WORK TASK 1: From the bundle lookup thread, copy the stretch from "Bundle Lookup" through "Is that true?" word for word.
WORK TASK 2: Sum up the bundle lookup thread in two sentences.
WORK TASK 3: In the bundle lookup thread, which bundle is given as the right one to look up when the locale is `zh-TW`?

SELECTED TEXT:
# # # # # # #

Bundle Lookup

Rafael Xavier rxaviers at gmail.com
Fri Dec 12 12:48:08 CST 2014


Mark,

Giving an arbitrary locale ID, the recommended and only process to deduce
its respective bundle (reliably) is through Language Matching.

Is that true?

Considering all bundles are always present, isn't there any less expensive
algorithm that could be recommended?

Thank you.


PS: My use case is a little different. I have *n* distributions of my
application. On each distribution, it's embedded with a different locale.
So, I don't need the full power of Language Matching on what's regard
having an arbitrary list of desired locales vs an aribtrary list of
available locales. Anyway, I do want my application to look up for the
right bundle given a locale (e.g., `zh-Hans-TW` when given `zh-TW`).

On Fri, Dec 12, 2014 at 2:50 PM, Mark Davis ☕️ <mark at macchiato.com> wrote:
>
> I also want to be clear that there are two closely-related but very
> different tasks.
>
> 1. *Inherited item lookup. *Given that you have a CLDR resource bundle,
> with inheritance, where do I go to get inherited items?
>
> That is specified by CLDR by means of the parentLocale + truncation
> algorithm, plus the alias element. (There are a few cases where we have
> "Lateral Inheritance" where the specification is in the text of LDML,
> such as when looking for an alt variant.)

# # # # # # #

RECORD EXCERPTS:
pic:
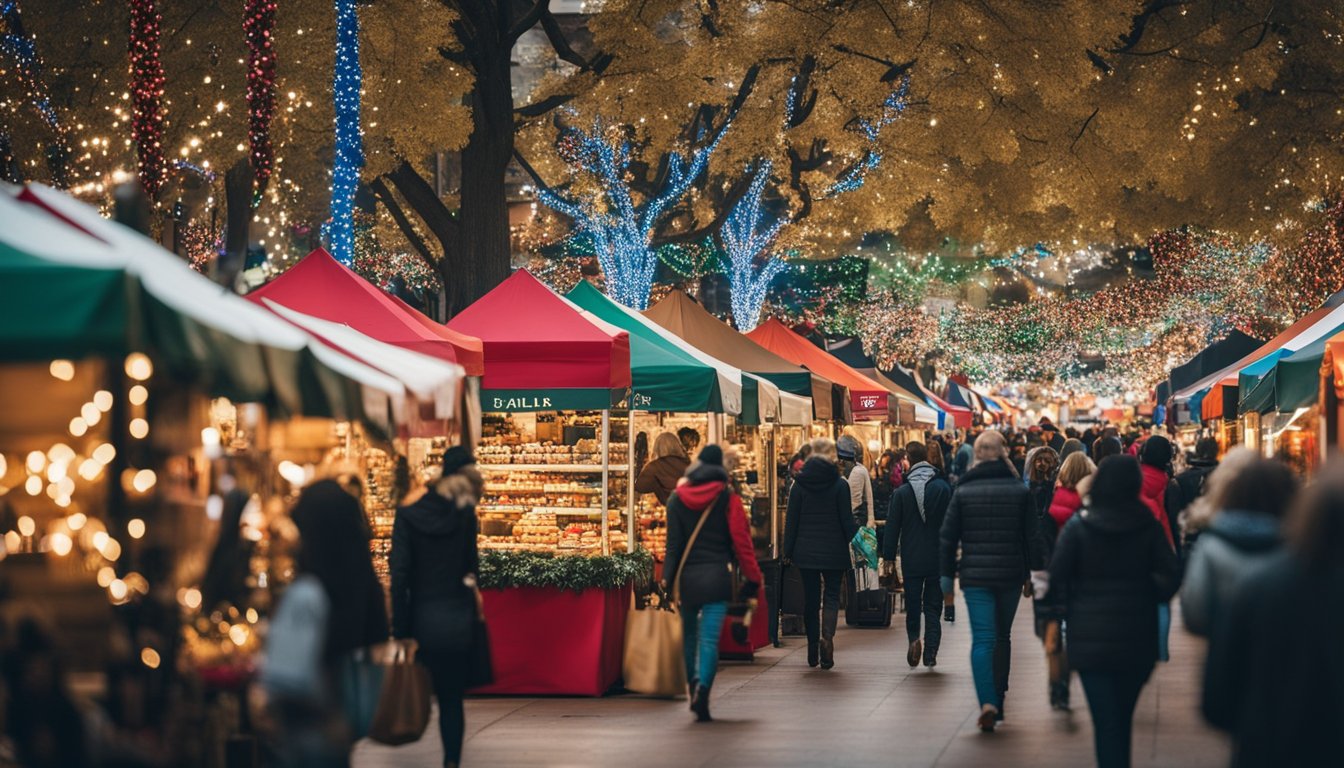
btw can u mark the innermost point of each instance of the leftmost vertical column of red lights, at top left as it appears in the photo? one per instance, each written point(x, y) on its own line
point(147, 92)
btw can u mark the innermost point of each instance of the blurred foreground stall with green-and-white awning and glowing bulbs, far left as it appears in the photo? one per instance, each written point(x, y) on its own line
point(120, 459)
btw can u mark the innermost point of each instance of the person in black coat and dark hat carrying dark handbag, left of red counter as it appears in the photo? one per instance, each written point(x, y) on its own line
point(433, 566)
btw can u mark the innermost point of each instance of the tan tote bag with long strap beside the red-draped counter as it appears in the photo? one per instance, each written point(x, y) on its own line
point(655, 662)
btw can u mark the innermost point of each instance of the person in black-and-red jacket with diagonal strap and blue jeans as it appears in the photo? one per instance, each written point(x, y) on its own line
point(704, 586)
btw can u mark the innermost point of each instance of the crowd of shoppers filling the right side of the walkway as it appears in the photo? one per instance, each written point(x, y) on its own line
point(1103, 531)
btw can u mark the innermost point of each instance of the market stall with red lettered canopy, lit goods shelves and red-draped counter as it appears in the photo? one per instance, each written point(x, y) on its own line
point(556, 462)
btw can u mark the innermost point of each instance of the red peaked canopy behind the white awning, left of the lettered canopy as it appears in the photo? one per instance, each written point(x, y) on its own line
point(322, 287)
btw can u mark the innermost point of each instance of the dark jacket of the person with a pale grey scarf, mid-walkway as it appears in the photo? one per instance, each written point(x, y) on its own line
point(915, 531)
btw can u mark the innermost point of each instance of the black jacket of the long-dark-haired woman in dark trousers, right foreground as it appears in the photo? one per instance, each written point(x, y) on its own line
point(1116, 568)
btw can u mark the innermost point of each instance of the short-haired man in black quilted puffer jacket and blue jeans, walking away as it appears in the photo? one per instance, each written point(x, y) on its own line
point(993, 521)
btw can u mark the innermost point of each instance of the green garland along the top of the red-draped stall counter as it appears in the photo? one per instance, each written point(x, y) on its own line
point(506, 570)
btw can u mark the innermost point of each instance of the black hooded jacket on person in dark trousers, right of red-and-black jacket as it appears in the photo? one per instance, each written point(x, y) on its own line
point(819, 524)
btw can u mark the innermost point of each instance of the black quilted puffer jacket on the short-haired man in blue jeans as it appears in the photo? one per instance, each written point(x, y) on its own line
point(994, 521)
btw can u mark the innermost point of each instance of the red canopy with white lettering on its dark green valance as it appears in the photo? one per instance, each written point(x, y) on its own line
point(544, 353)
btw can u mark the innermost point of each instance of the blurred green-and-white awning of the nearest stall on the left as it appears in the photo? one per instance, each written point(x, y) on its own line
point(76, 286)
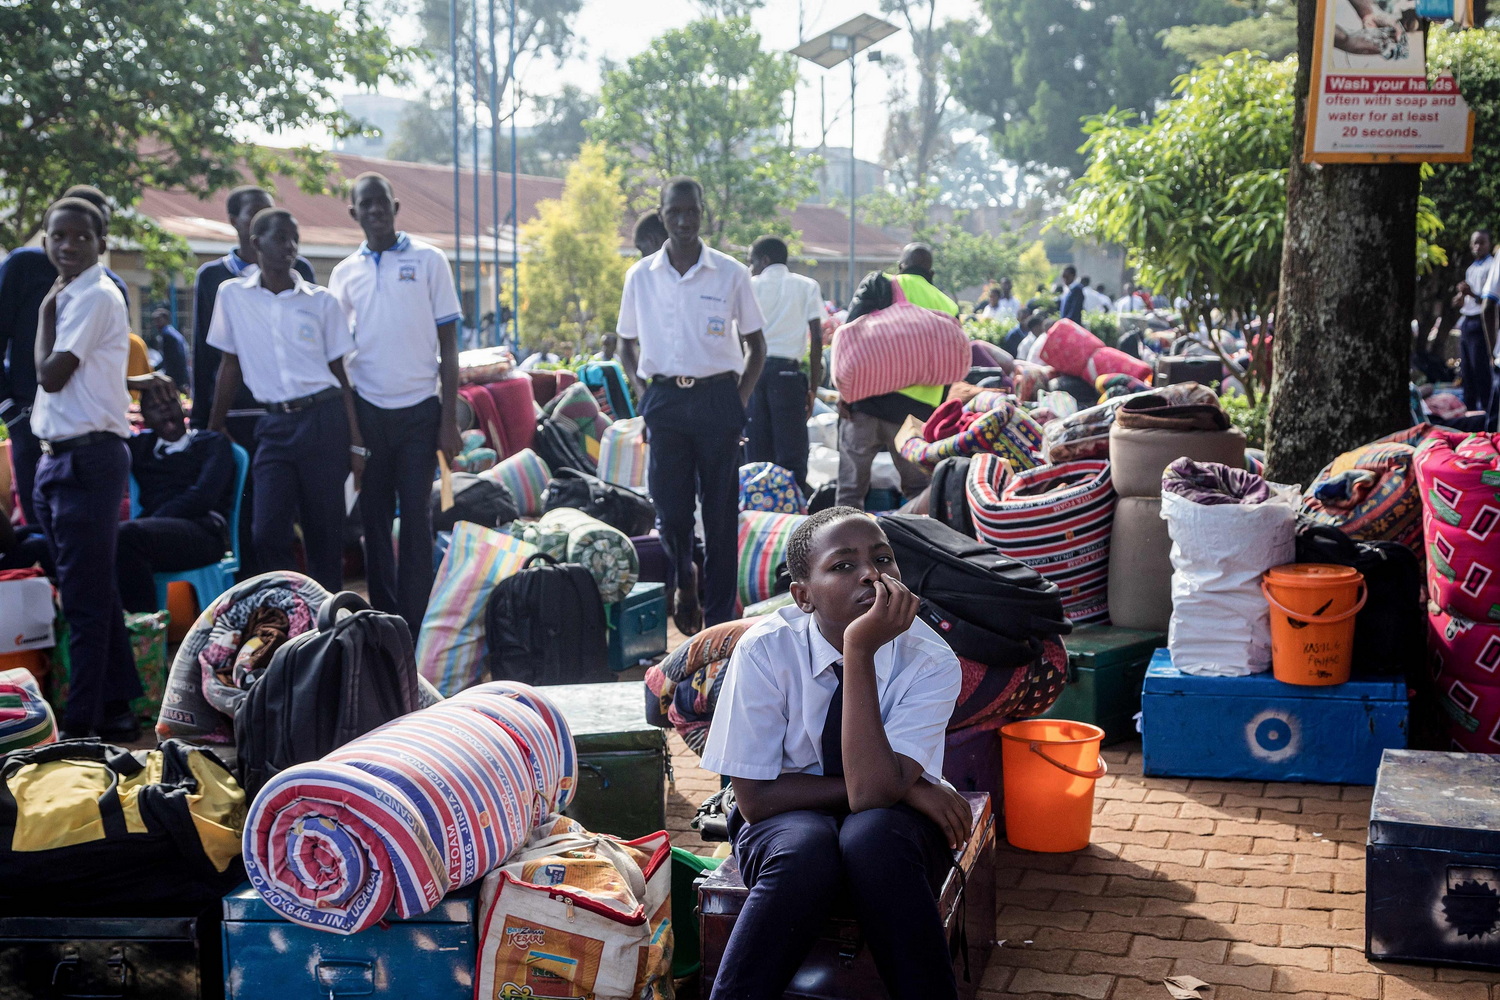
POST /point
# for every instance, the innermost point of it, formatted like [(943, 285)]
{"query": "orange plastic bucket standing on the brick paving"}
[(1051, 767)]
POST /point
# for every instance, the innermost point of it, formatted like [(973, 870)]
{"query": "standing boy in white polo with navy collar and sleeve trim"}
[(400, 299)]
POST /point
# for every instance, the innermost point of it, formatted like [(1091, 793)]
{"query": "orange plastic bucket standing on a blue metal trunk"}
[(1313, 611)]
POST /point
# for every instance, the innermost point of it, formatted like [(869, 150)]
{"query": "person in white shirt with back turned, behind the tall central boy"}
[(793, 307)]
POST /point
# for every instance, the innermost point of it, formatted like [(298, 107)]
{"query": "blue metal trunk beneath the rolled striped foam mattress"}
[(430, 957)]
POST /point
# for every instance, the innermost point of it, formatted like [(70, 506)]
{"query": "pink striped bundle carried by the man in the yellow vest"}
[(898, 347)]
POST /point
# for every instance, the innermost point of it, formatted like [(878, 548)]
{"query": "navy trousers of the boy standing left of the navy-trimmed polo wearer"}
[(301, 464)]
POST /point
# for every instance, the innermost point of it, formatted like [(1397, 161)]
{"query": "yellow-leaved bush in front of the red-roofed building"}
[(572, 274)]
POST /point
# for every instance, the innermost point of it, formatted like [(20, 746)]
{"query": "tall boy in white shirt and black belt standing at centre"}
[(679, 316)]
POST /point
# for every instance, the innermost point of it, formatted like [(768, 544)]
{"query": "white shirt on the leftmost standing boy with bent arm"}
[(92, 326)]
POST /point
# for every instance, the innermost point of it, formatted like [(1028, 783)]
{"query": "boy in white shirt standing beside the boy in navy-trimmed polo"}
[(287, 340)]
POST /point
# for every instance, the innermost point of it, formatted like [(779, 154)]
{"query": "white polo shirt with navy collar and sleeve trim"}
[(397, 301)]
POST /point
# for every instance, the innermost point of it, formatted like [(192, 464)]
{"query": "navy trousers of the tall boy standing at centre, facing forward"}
[(695, 455)]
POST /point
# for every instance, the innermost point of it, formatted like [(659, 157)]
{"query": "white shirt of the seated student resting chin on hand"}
[(781, 681)]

# # # # # # #

RESPONSE 1:
Bundle Lookup

Rafael Xavier rxaviers at gmail.com
Fri Dec 12 12:48:08 CST 2014


Mark,

Giving an arbitrary locale ID, the recommended and only process to deduce
its respective bundle (reliably) is through Language Matching.

Is that true?

RESPONSE 2: Rafael Xavier asks Mark whether Language Matching is the only reliable way to find the bundle for an arbitrary locale ID, and whether a less expensive algorithm exists when all bundles are present. In the quoted reply, Mark Davis separates two closely related tasks, the first being inherited item lookup, which CLDR specifies through the parentLocale plus truncation algorithm and the alias element.

RESPONSE 3: `zh-Hans-TW`